> _WHAT TO DO_:
Rewrite the lines from the start of the records through the line containing "40 38 L 38 37", changing "wood trim" to "molding" and leaving everything else as is.

■ ■ ■ ■ ■ ■ ■

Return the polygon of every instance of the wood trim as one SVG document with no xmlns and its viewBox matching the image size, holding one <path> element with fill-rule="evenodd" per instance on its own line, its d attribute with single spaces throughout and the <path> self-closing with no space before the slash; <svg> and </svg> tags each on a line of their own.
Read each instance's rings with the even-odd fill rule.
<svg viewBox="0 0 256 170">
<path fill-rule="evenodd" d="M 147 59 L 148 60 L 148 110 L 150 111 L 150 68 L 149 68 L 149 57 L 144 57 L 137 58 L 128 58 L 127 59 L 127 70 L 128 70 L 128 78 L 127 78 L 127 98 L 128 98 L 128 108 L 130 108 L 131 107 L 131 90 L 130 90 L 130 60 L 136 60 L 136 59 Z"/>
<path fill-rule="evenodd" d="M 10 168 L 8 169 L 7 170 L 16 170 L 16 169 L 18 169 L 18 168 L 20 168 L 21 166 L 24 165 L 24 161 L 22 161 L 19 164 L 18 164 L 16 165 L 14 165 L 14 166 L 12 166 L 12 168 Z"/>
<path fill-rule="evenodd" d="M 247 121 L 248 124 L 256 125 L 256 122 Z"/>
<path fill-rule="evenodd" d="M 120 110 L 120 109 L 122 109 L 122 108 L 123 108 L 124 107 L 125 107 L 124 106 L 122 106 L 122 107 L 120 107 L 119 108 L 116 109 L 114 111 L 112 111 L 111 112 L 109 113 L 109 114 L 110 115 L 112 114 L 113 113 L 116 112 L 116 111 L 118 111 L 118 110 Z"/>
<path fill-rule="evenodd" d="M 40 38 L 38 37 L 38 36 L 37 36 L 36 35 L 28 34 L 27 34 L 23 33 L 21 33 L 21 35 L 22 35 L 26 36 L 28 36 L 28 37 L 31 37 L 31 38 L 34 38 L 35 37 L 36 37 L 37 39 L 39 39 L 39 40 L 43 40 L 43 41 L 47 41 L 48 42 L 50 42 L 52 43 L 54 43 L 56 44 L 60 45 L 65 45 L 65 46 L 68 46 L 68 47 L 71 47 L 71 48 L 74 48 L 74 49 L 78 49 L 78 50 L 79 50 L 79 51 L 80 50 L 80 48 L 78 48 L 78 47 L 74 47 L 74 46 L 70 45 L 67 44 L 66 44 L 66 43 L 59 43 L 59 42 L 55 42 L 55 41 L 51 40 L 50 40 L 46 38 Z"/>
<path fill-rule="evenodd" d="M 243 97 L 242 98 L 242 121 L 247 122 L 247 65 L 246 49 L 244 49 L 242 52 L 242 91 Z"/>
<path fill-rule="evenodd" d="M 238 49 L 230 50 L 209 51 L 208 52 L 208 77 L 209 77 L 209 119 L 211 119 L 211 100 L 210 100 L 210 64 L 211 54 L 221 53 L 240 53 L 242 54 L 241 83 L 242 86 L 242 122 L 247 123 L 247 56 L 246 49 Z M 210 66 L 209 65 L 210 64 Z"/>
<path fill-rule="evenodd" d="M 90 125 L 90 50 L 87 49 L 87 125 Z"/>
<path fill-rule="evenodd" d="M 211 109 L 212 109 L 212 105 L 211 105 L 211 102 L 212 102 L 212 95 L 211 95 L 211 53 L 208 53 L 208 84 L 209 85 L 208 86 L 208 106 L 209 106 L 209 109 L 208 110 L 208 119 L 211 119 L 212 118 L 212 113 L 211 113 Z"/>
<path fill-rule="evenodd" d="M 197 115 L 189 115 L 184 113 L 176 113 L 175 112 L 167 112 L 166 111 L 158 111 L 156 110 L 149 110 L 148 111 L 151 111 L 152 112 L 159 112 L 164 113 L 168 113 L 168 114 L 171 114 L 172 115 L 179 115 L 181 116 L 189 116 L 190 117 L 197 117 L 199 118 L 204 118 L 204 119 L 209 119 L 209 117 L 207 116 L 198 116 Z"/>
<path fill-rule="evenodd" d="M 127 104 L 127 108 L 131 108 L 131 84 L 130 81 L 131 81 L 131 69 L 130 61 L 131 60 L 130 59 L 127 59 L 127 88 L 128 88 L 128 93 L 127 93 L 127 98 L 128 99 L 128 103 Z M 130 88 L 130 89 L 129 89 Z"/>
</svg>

■ ■ ■ ■ ■ ■ ■

> _SOLUTION FOR THIS PROBLEM_:
Return the polygon of every instance of the molding as one SVG document with no xmlns and its viewBox matching the image size, holding one <path> element with fill-rule="evenodd" per instance on its own line, its d attribute with single spaces throughout and the <path> self-closing with no space before the slash; <svg> and </svg> tags each on a line of their own.
Read each instance's rings with the even-odd fill rule.
<svg viewBox="0 0 256 170">
<path fill-rule="evenodd" d="M 147 59 L 148 60 L 148 110 L 150 111 L 150 68 L 149 68 L 149 57 L 144 57 L 137 58 L 128 58 L 127 59 L 127 70 L 128 70 L 128 78 L 127 78 L 127 98 L 128 98 L 128 108 L 130 108 L 131 107 L 131 90 L 130 90 L 130 60 L 136 60 L 136 59 Z"/>
<path fill-rule="evenodd" d="M 10 168 L 8 169 L 7 170 L 16 170 L 16 169 L 18 169 L 18 168 L 20 168 L 21 166 L 24 165 L 24 161 L 22 161 L 19 164 L 18 164 L 16 165 L 14 165 L 14 166 L 12 166 L 12 168 Z"/>
<path fill-rule="evenodd" d="M 247 121 L 248 124 L 256 125 L 256 122 Z"/>
<path fill-rule="evenodd" d="M 120 110 L 120 109 L 122 109 L 122 108 L 123 108 L 124 107 L 125 107 L 124 106 L 122 106 L 122 107 L 120 107 L 119 108 L 116 109 L 114 111 L 112 111 L 111 112 L 109 113 L 109 114 L 110 115 L 112 114 L 113 113 L 116 112 L 116 111 L 118 111 L 118 110 Z"/>
<path fill-rule="evenodd" d="M 40 38 L 38 37 L 38 36 L 37 36 L 36 35 L 28 34 L 27 34 L 23 33 L 21 33 L 21 35 L 22 35 L 26 36 L 28 36 L 28 37 L 31 37 L 31 38 L 34 38 L 35 37 L 36 37 L 37 39 L 39 39 L 39 40 L 43 40 L 43 41 L 47 41 L 48 42 L 50 42 L 52 43 L 54 43 L 56 44 L 60 45 L 65 45 L 65 46 L 68 46 L 68 47 L 71 47 L 71 48 L 74 48 L 74 49 L 78 49 L 78 50 L 79 50 L 79 51 L 80 50 L 80 48 L 78 48 L 78 47 L 74 47 L 74 46 L 70 45 L 67 44 L 66 44 L 66 43 L 59 43 L 59 42 L 55 42 L 55 41 L 51 40 L 50 40 L 46 38 Z"/>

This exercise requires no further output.